[Start Supplied passage]
Re: [R] Plot trajectories using ggplot?

2016-05-14 Thread Ulrik Stervbo
You can introduce the row number as a  case number, you can group by case
and plot the connecting lines

#Read raw data
df = read.table("http://www.lecturematerials.co.uk/data/sample.csv;,
header=TRUE, sep=",", dec=".", na.strings=c("NA"))
names(df)<-c("1","2","3","4")
df$case <- rownames(df)

#Turn data from wide to long
ds<-melt(df, id.vars = "case")

ggplot(ds, aes(x = variable, y = value, group = case)) +
  geom_point () + geom_line()
[End Supplied passage]
[Start Supplied data]
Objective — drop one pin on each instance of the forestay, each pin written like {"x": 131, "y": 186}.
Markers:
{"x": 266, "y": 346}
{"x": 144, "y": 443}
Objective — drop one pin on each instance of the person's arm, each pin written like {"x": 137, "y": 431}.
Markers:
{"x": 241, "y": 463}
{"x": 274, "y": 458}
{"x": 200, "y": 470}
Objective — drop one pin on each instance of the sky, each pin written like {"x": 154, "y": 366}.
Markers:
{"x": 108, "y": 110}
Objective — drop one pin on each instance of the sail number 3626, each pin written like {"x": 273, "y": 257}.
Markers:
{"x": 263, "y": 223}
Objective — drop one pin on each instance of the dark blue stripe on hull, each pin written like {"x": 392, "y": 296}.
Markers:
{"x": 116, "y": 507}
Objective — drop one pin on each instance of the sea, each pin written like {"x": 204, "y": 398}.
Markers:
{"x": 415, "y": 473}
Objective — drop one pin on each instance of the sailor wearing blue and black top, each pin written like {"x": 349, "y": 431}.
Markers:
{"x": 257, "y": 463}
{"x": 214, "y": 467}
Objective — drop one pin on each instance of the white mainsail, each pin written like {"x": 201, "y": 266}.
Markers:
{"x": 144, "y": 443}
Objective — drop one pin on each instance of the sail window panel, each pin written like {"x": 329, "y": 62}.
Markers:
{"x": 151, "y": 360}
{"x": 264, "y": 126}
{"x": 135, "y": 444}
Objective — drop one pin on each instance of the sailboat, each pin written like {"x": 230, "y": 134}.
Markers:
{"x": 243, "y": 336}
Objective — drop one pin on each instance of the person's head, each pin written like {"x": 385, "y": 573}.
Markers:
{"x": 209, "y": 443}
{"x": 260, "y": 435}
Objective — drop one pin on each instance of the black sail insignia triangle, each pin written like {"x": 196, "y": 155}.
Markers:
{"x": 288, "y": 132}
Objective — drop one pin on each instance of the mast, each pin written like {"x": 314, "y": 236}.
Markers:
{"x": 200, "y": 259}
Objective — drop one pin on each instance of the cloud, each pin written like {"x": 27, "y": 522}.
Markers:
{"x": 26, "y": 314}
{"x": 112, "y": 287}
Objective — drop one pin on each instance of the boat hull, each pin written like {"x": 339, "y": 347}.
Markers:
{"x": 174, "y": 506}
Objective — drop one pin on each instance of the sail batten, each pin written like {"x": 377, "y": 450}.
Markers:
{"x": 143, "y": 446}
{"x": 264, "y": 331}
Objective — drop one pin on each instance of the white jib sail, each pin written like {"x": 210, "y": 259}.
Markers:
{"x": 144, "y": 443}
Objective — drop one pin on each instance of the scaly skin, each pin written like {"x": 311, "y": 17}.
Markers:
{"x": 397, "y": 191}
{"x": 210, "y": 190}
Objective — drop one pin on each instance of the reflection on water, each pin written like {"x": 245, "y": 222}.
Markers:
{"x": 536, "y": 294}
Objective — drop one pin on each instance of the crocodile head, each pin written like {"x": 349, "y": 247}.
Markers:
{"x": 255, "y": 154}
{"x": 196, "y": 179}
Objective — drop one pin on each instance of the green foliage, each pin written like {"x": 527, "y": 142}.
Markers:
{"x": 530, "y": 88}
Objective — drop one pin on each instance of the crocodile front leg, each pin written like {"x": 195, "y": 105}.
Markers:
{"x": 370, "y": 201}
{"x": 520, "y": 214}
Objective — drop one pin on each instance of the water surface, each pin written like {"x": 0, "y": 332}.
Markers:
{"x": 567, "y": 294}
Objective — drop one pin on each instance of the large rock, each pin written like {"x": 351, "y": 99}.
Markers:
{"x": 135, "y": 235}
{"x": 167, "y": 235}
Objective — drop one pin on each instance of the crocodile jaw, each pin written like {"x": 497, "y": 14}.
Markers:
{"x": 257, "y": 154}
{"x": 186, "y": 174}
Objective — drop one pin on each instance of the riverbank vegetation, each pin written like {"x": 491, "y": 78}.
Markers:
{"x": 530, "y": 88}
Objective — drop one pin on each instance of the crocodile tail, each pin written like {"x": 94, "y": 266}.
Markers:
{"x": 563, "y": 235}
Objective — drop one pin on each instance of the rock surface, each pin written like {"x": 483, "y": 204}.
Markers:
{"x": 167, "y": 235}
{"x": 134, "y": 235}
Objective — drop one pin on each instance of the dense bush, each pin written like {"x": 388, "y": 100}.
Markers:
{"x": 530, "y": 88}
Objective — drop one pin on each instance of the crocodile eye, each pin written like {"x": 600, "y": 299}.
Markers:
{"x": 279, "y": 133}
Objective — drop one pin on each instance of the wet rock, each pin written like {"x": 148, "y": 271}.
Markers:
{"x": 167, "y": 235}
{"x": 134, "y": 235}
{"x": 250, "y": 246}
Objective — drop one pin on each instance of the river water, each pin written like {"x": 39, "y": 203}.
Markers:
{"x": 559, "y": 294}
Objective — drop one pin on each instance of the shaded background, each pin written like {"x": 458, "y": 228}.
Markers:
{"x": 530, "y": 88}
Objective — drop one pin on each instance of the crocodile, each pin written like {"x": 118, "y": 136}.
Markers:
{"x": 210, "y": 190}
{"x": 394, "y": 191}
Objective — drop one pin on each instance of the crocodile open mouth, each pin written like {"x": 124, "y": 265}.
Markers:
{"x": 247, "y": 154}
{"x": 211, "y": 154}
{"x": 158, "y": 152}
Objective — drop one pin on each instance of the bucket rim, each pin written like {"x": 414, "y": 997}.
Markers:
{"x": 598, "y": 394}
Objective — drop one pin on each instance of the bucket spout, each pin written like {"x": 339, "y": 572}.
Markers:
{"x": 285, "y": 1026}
[End Supplied data]
*Written tasks:*
A: From the post about plotting trajectories with ggplot, write out the part starting with "#Read raw data" and going on through "() + geom_line()".
B: In the post about plotting trajectories with ggplot, what can be introduced as a case number?

*Exercise solutions:*
A:
#Read raw data
df = read.table("http://www.lecturematerials.co.uk/data/sample.csv;,
header=TRUE, sep=",", dec=".", na.strings=c("NA"))
names(df)<-c("1","2","3","4")
df$case <- rownames(df)

#Turn data from wide to long
ds<-melt(df, id.vars = "case")

ggplot(ds, aes(x = variable, y = value, group = case)) +
  geom_point () + geom_line()

B: The row number.